Reproduce exactly the entries from the "Pass the picture above and point out the tall" line to the end. Skip all pictures.

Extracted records
------------------------

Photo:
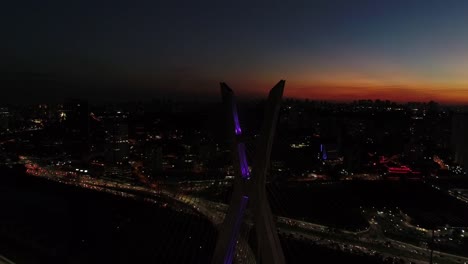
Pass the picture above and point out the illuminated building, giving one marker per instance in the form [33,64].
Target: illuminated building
[76,126]
[116,138]
[460,138]
[4,118]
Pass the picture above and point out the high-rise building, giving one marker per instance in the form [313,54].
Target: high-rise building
[116,138]
[116,146]
[460,138]
[4,118]
[75,115]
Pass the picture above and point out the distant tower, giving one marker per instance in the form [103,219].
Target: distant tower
[117,148]
[76,127]
[460,138]
[249,187]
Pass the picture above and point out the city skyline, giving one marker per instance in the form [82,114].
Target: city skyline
[326,50]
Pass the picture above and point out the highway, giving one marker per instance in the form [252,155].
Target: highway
[370,241]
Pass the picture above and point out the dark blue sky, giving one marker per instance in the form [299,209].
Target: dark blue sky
[324,49]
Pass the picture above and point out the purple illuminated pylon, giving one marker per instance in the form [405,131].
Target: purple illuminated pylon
[250,186]
[244,166]
[237,128]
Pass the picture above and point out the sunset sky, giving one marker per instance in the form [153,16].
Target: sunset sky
[335,50]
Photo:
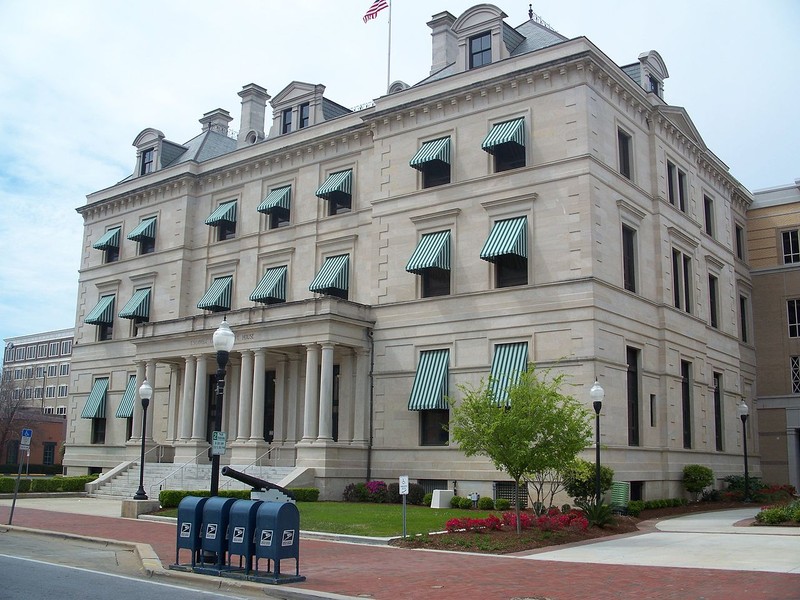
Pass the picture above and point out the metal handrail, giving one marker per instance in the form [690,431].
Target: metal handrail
[179,470]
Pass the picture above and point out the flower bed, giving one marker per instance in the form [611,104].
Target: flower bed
[553,520]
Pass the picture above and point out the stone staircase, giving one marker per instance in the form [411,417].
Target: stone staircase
[124,482]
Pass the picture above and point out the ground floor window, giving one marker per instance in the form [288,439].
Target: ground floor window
[433,427]
[98,431]
[49,453]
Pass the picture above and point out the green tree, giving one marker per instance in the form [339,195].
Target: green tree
[538,429]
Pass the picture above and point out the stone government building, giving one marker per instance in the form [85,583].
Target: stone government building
[529,200]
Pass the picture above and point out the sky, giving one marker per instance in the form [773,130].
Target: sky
[80,79]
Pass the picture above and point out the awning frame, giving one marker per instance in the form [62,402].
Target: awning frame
[430,388]
[95,407]
[432,251]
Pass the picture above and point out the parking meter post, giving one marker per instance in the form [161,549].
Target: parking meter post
[16,491]
[404,515]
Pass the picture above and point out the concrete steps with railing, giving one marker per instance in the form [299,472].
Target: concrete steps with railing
[123,482]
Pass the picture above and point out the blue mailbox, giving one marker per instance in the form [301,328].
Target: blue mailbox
[190,517]
[213,537]
[241,532]
[277,537]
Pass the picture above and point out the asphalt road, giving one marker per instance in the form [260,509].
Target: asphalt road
[34,567]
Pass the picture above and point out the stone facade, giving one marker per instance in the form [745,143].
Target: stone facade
[610,185]
[774,255]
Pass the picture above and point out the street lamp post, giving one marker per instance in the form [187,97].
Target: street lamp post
[223,343]
[596,393]
[744,411]
[145,393]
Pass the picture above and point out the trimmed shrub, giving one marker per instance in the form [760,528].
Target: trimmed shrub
[355,492]
[696,478]
[579,479]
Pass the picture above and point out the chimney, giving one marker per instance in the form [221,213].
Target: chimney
[216,120]
[254,107]
[445,43]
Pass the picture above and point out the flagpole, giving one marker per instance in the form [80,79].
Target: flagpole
[389,51]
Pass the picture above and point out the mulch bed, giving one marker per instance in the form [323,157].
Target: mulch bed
[508,541]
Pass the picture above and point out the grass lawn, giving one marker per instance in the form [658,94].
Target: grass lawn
[365,518]
[380,520]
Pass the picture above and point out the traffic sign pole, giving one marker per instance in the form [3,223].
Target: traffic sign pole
[24,444]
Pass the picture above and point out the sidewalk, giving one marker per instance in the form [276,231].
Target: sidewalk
[698,556]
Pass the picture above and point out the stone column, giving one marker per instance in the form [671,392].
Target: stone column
[187,403]
[326,394]
[259,380]
[200,399]
[280,401]
[311,402]
[293,405]
[245,395]
[346,397]
[361,399]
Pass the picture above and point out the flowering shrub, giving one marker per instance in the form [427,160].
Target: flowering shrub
[492,522]
[553,520]
[377,491]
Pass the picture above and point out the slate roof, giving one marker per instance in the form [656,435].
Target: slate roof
[528,37]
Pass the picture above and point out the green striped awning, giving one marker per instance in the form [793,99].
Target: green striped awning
[125,408]
[277,198]
[102,313]
[95,407]
[431,151]
[430,383]
[505,133]
[218,296]
[110,239]
[225,213]
[272,287]
[509,236]
[509,361]
[138,307]
[333,274]
[145,229]
[433,251]
[336,182]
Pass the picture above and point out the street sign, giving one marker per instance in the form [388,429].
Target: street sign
[218,441]
[25,442]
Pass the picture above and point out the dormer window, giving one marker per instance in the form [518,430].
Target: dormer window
[304,116]
[147,161]
[286,121]
[480,50]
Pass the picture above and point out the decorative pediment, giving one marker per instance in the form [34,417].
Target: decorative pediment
[295,92]
[480,16]
[148,137]
[679,118]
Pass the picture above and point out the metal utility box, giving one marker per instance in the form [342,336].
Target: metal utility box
[241,532]
[190,518]
[213,537]
[277,537]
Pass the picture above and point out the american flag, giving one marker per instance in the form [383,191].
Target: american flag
[376,7]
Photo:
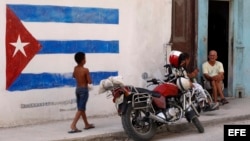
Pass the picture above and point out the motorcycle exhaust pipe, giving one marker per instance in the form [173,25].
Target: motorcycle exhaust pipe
[156,118]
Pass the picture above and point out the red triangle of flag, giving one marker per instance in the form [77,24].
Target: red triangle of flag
[21,47]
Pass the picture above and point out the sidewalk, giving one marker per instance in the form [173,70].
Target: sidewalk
[110,127]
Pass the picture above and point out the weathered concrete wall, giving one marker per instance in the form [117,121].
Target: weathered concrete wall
[142,30]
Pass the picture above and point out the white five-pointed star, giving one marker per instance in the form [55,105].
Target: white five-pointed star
[19,45]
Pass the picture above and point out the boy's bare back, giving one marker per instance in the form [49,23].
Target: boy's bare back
[82,76]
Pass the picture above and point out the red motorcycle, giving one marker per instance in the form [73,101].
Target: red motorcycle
[143,110]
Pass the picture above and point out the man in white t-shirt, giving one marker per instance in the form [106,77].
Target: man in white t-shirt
[213,71]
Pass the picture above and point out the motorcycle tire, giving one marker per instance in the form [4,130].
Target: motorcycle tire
[209,97]
[198,124]
[137,126]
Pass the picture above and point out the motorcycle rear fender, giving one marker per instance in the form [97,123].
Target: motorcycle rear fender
[124,105]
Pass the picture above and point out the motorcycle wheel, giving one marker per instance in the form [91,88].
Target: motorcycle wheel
[198,124]
[137,125]
[209,97]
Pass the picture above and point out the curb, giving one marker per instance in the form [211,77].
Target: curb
[178,127]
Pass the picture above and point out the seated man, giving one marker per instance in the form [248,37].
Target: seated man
[213,71]
[205,104]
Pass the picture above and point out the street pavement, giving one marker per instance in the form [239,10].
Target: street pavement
[110,128]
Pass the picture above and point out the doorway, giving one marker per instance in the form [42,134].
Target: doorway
[218,29]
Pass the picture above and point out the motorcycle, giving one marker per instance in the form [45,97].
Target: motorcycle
[200,99]
[143,110]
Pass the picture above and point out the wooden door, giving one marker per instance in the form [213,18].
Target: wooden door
[184,28]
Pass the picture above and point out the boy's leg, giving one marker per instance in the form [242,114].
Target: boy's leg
[214,90]
[76,118]
[85,120]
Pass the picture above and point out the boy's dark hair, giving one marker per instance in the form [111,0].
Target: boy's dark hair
[182,57]
[79,56]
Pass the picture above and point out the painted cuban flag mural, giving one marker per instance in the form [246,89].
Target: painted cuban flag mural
[24,50]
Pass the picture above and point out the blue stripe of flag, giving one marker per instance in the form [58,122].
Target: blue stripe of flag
[48,13]
[29,81]
[87,46]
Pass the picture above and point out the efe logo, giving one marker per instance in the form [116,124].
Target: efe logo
[240,132]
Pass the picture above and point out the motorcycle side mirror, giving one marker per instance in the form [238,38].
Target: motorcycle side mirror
[144,75]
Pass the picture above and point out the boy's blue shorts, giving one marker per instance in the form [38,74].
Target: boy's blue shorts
[82,95]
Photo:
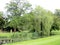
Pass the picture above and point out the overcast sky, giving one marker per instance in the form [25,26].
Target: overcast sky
[47,4]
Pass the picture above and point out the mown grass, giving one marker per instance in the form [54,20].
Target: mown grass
[5,35]
[53,40]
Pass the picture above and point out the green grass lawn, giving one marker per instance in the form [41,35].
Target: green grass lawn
[53,40]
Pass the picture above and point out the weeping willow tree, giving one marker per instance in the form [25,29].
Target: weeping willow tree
[43,21]
[47,21]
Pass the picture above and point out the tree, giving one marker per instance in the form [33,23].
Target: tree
[2,22]
[18,7]
[43,21]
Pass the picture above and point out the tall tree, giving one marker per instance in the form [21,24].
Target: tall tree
[18,7]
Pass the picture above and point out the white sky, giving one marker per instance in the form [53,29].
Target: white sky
[47,4]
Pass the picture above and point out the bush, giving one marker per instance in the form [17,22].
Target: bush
[25,35]
[56,32]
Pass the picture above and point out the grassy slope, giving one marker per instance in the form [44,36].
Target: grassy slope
[53,40]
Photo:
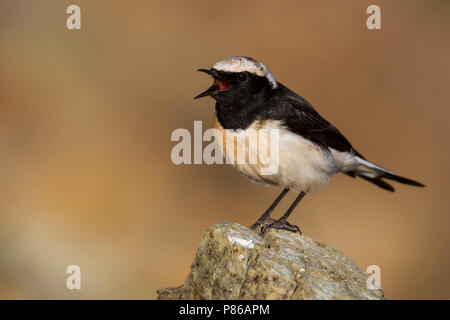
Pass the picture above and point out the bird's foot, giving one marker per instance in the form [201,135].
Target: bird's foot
[261,222]
[281,224]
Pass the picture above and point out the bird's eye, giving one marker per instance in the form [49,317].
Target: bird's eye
[242,77]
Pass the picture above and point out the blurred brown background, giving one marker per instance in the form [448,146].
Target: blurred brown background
[86,117]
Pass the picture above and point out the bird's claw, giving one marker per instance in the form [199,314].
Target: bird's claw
[281,225]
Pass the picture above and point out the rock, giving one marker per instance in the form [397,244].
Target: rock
[233,262]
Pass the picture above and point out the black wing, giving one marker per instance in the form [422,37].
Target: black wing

------------------------

Task solution →
Pass the picture above and point out the tall tree, giving one marker per instance in the form [21,24].
Target: tall tree
[18,7]
Pass the picture above and point out the white sky, giving one marker per instance in the form [53,29].
Target: white sky
[47,4]
Pass the picture above and point out the bush, giving one marker per instance in the form [17,22].
Target: bush
[25,35]
[56,32]
Pass the picture above and point out the grassy slope, giving one marker per instance in the form [44,36].
Target: grassy slope
[53,40]
Photo:
Pass the picture above and point out the bird's foot, giving one marker per instance in the form [201,135].
Target: bird's foot
[261,222]
[281,224]
Pass the picture above and point out the bird's eye, giving one marker per instance in the form [49,317].
Target: bird's eye
[242,77]
Pass the picture above and point out the blurred brown background, giving one marker per instance in the form [448,146].
Target: blurred brown background
[86,117]
Pass the picture above and point out the bird's claw, giving one marker per instance in the form [199,314].
Target: bird's claw
[281,225]
Pass the picture above and point out the rock, giving one marker per instance in the form [397,244].
Target: rock
[233,262]
Pass the picture above and point out the black wing, giving one marker per instance in the form [422,37].
Target: black wing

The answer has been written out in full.